→ **What the exercise asks**
Give each line of the records again exactly and omit every picture.

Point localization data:
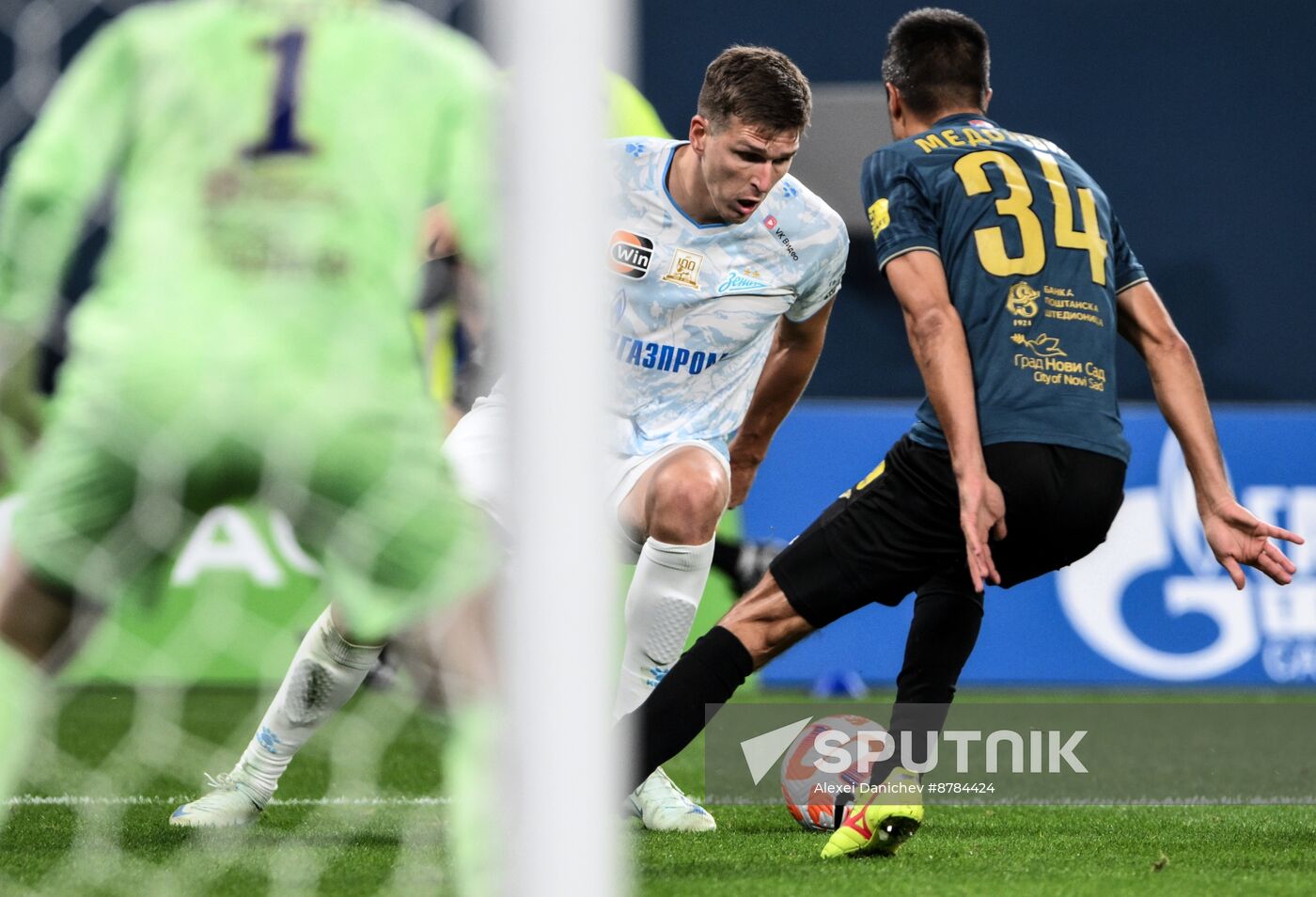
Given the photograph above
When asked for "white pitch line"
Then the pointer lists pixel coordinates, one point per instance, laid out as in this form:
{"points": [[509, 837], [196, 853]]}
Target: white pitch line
{"points": [[134, 800]]}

→ **Answer for the task**
Given the photograph above
When asked for "white pitch line"
Then the pointer lists pixel coordinates, one point per instance, laid out as in this form:
{"points": [[509, 837], [196, 853]]}
Target: white pitch line
{"points": [[134, 800]]}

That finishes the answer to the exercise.